**Records from a dataset:**
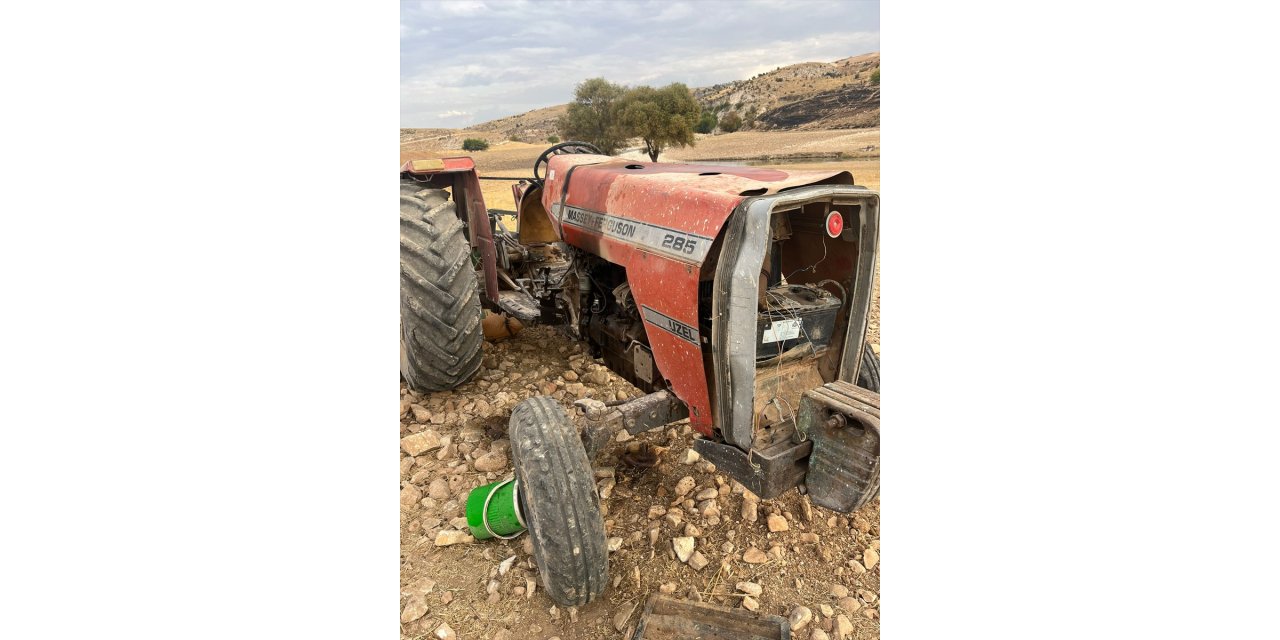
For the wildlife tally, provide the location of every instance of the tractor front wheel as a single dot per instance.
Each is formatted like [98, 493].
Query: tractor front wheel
[558, 501]
[440, 334]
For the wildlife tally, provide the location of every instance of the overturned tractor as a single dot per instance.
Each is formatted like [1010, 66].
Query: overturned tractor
[736, 297]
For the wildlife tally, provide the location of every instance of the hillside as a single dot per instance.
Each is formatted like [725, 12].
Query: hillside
[801, 96]
[804, 96]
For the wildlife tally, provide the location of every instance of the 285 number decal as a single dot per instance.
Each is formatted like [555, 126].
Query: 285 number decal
[679, 243]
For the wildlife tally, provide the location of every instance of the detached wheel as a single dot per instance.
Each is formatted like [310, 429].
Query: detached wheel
[558, 501]
[868, 375]
[440, 332]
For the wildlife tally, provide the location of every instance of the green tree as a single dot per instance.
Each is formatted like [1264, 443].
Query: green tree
[592, 115]
[661, 117]
[705, 123]
[731, 122]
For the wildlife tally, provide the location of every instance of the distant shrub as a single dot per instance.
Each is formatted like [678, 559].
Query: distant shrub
[731, 122]
[705, 123]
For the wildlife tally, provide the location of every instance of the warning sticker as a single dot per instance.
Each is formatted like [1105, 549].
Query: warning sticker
[782, 330]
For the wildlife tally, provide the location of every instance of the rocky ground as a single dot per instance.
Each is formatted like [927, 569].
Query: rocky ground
[782, 557]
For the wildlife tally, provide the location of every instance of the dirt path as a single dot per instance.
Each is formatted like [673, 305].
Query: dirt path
[821, 561]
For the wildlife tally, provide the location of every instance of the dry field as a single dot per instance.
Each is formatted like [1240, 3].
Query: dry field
[822, 561]
[516, 159]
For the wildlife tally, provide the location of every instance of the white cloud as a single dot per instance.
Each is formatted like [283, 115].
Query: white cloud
[493, 59]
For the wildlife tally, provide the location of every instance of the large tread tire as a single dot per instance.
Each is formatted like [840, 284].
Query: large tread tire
[868, 375]
[558, 502]
[440, 336]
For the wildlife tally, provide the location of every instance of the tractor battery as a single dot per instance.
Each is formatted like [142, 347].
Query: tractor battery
[795, 314]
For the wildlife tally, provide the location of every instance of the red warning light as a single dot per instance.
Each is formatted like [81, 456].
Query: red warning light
[835, 224]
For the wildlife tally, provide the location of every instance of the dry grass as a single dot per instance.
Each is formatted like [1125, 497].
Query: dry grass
[516, 159]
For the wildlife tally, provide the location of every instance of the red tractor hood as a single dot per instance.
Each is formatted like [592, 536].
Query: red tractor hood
[693, 199]
[659, 222]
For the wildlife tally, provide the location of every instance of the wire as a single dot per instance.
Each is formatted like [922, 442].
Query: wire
[813, 266]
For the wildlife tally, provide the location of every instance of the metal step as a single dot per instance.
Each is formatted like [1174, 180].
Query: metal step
[842, 421]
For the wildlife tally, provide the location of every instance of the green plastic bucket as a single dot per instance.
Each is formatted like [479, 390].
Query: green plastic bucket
[493, 511]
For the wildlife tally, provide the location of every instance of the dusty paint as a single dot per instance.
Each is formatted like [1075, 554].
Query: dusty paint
[693, 201]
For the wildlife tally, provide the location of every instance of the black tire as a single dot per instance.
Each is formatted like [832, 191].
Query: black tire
[868, 375]
[560, 503]
[440, 334]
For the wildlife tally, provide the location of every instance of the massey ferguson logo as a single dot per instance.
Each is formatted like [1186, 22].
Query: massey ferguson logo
[688, 247]
[600, 223]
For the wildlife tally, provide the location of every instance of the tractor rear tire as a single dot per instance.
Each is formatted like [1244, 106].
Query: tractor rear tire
[868, 375]
[440, 336]
[558, 501]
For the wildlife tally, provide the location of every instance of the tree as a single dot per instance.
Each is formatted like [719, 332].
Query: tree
[731, 122]
[661, 117]
[705, 123]
[592, 117]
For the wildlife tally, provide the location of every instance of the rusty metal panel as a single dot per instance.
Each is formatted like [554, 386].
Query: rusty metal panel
[842, 421]
[426, 167]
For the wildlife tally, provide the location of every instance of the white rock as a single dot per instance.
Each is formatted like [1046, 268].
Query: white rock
[447, 538]
[777, 524]
[421, 442]
[800, 617]
[844, 626]
[446, 632]
[492, 461]
[698, 561]
[684, 547]
[414, 608]
[504, 566]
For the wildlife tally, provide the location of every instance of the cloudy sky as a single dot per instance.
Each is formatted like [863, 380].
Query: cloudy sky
[465, 62]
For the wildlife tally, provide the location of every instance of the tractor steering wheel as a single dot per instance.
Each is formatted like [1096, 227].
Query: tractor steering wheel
[563, 147]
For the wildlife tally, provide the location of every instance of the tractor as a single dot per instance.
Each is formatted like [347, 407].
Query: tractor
[735, 297]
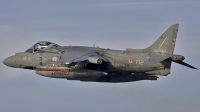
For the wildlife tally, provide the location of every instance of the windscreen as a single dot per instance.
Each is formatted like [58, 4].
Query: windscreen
[39, 45]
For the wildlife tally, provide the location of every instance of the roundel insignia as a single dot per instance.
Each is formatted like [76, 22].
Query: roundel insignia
[130, 60]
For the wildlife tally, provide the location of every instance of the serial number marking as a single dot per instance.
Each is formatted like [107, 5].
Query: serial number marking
[60, 73]
[139, 62]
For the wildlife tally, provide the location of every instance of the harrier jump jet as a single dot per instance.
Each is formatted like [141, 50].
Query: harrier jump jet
[101, 65]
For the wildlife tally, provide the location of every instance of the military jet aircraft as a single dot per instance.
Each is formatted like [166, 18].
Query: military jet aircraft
[101, 65]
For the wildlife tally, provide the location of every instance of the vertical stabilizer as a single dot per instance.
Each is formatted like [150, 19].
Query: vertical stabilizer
[166, 42]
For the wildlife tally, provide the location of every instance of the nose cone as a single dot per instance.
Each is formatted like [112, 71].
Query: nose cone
[9, 61]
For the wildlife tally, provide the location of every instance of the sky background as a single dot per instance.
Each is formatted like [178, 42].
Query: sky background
[114, 24]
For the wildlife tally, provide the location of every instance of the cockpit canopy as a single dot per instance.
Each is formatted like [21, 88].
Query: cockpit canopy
[40, 45]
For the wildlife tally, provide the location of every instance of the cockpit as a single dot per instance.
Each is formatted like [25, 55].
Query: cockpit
[40, 45]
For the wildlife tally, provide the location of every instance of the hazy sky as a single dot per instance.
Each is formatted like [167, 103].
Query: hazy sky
[114, 24]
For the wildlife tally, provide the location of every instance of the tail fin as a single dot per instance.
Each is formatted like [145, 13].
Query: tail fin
[166, 42]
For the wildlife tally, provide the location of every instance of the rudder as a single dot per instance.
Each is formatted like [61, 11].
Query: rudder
[166, 42]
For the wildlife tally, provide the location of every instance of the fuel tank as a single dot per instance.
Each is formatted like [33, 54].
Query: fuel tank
[64, 72]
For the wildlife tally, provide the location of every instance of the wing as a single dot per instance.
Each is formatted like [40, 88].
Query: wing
[78, 54]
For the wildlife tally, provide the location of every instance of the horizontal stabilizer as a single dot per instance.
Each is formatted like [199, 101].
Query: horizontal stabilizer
[185, 64]
[156, 58]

**WHAT IS REQUIRED:** Set down the entries above exactly, and keep every picture out of your copy.

**FINISHED TASK:**
For the wildlife tally, provide the location of every instance of the tractor front wheel as a single dot per instance.
Each is formatted like [98, 493].
Query: tractor front wheel
[558, 501]
[440, 334]
For the wildlife tally, provide the location of every instance of the overturned tractor as a single dot per instance.
Each is formatted like [1010, 66].
Query: overturned tractor
[736, 297]
For the wildlife tally, provide the location of every instance of the hillside as a single dot per instance.
Each is formatted like [725, 12].
Query: hillside
[801, 96]
[804, 96]
For the wildlife tally, provide the location of every instance of the 285 number decal as a single dot per instance.
Each is formatted like [555, 126].
Query: 285 number decal
[679, 243]
For the wildlife tally, provide the location of every instance of the detached wheel as a single dot per instance.
Each is formatted like [310, 429].
Query: detached wheel
[558, 501]
[868, 375]
[440, 332]
For the wildlife tally, provide the location of every instance of the green tree as a single dot per instance.
Each is formatted like [1264, 443].
Query: green tree
[592, 115]
[661, 117]
[705, 123]
[731, 122]
For the wildlife tally, provide the location of every instance of the distant shrub as a single dot per instance.
Each is formatted like [678, 559].
Query: distant shrub
[731, 122]
[705, 123]
For the wildlife tally, provide the location of every instance of the warning sticker as a single dot per instance.
Each is formatted like [1105, 549].
Query: warning sticker
[782, 330]
For the wildlife tally, provide the location of every instance of the rocky ground as a single dot per instance.
Each is formatted like [927, 569].
Query: rocky ground
[782, 557]
For the wildlife tally, provide the location of every instance of the dirt path as a single dot per instance.
Each is formatted like [673, 305].
Query: dirt path
[821, 561]
For the wildlife tally, provide the location of every instance of the dry field as a single dot per instance.
Each is formatted like [1240, 3].
Query: dry field
[822, 561]
[516, 159]
For the wildlife tally, provide the location of every instance of the white cloud as a single dot per instance.
Each is formatted like [283, 115].
Query: white cloud
[493, 59]
For the wildlife tally, provide the location of every instance of the large tread tire as a single dot per instance.
Each is formatted like [840, 284].
Query: large tread tire
[868, 375]
[558, 502]
[440, 336]
For the wildlife tally, provide the location of every instance of the tractor battery as a single dot per instance.
Each is formatted like [142, 347].
Query: tractor battery
[795, 314]
For the wildlife tally, provide the location of every instance of the red warning light as a single dot per instance.
Each is formatted like [81, 456].
Query: red warning light
[835, 224]
For the wildlife tally, provide the location of every instance of the dry grass as a single dot per instance.
Each is formatted like [1125, 497].
Query: dry grass
[516, 159]
For the wildlife tally, provide the location of every instance of the red tractor hood as a single dot per instance.
Each is formatted like [592, 536].
Query: red tractor hood
[693, 199]
[659, 222]
For the wildlife tally, provide the location of every instance of the wire as a single dot per instance.
Each is formatted like [922, 442].
Query: wire
[813, 266]
For the wildlife tally, provide the location of every instance of the metal step as a single dot per instance.
Each is formatted like [1174, 180].
Query: metal step
[842, 421]
For the wildlife tally, provide the location of every instance of the green plastic bucket as a single dot per instance.
Each is formatted like [479, 390].
Query: green plastic bucket
[493, 511]
For the wildlife tally, provide the location of every instance of the dusty paint as a single dot per instance.
Each is formatted like [1075, 554].
Query: dusty paint
[693, 201]
For the wildlife tally, provide the location of every instance of the black tire as a single dot per instance.
Each is formatted like [832, 191].
Query: black tire
[868, 375]
[560, 503]
[440, 334]
For the wildlife tally, provide the location of every instance of the massey ferguson logo as a single dot per instance.
Each is formatted like [1186, 22].
Query: massey ferguson logo
[688, 247]
[600, 223]
For the wildlife tally, provide the location of every instance of the tractor rear tire as a single dot per instance.
Each is formatted like [1244, 106].
Query: tractor rear tire
[868, 375]
[440, 336]
[558, 501]
For the wildlife tally, provide the location of every instance of the tree as a single dot per instance.
Each is formatted like [719, 332].
Query: tree
[731, 122]
[661, 117]
[705, 123]
[592, 117]
For the wildlife tally, provide the location of every instance of the rusty metal panel as a single dot per instance.
Each is formatted like [554, 386].
Query: rusty metal panel
[842, 421]
[426, 167]
For the wildlife tally, provide the location of every instance of the white rock as a single dot per instance.
Each is formatted like [1046, 268].
Query: white rock
[447, 538]
[777, 524]
[421, 442]
[800, 617]
[844, 626]
[446, 632]
[492, 461]
[698, 561]
[684, 547]
[414, 608]
[504, 566]
For the wildlife tally, provide the location of every instance of the cloudy sky as a single dot per instance.
Each is formatted like [863, 380].
Query: cloudy sky
[465, 62]
For the wildlife tally, provide the location of every instance of the tractor steering wheel as a single dot per instance.
Each is formatted like [1096, 227].
Query: tractor steering wheel
[563, 147]
For the wildlife tally, provide the location of every instance of the tractor as a single dot per instance.
Each is formatted like [347, 407].
Query: tractor
[735, 297]
For the wildlife tally, provide the location of every instance of the windscreen as a single dot per instance.
Each is formatted like [58, 4].
Query: windscreen
[39, 45]
For the wildlife tally, provide the location of every instance of the roundel insignia as a single dot per instance.
Each is formatted like [76, 22].
Query: roundel insignia
[130, 60]
For the wildlife tally, provide the location of every instance of the serial number marking as a single dot per instance.
Each is formatted like [107, 5].
Query: serial number marking
[60, 73]
[139, 62]
For the wildlife tally, provide the location of every instance of the harrier jump jet as a single dot per instance.
Each is formatted like [141, 50].
Query: harrier jump jet
[101, 65]
For the wildlife tally, provide the location of every instance of the military jet aircraft as a single dot per instance.
Each is formatted like [166, 18].
Query: military jet aircraft
[101, 65]
For the wildlife tally, provide the location of every instance of the vertical stabilizer as a single dot per instance.
Each is formatted like [150, 19].
Query: vertical stabilizer
[166, 42]
For the wildlife tally, provide the location of every instance of the nose cone as a single dot per instance.
Each is formatted like [112, 71].
Query: nose cone
[9, 61]
For the wildlife tally, provide the location of every instance of the sky background as a single dot per instance.
Each is formatted like [178, 42].
Query: sky background
[114, 24]
For the wildlife tally, provide the location of every instance of the cockpit canopy as a single dot per instance.
Each is formatted like [21, 88].
Query: cockpit canopy
[40, 45]
For the wildlife tally, provide the location of every instance of the cockpit as a single dot per instance.
Each is formatted like [25, 55].
Query: cockpit
[40, 45]
For the wildlife tally, provide the location of every instance of the hazy sky as a single dot per instance.
Each is formatted like [167, 103].
Query: hazy sky
[114, 24]
For the wildlife tally, provide the location of every instance of the tail fin as a single dot per instance.
Each is formatted like [145, 13].
Query: tail fin
[166, 42]
For the wildlife tally, provide the location of every instance of the rudder as a single dot per instance.
Each is formatted like [61, 11].
Query: rudder
[166, 42]
For the wildlife tally, provide the location of every instance of the fuel tank as a single dot per instance.
Each is formatted like [33, 54].
Query: fuel tank
[64, 72]
For the wildlife tally, provide the location of every instance of the wing as a single dot per instance.
Each is formatted like [40, 88].
Query: wing
[78, 54]
For the wildlife tally, provide the location of every instance of the horizontal stabilizer as a single dot per instance.
Each is formatted like [199, 101].
Query: horizontal stabilizer
[185, 64]
[156, 58]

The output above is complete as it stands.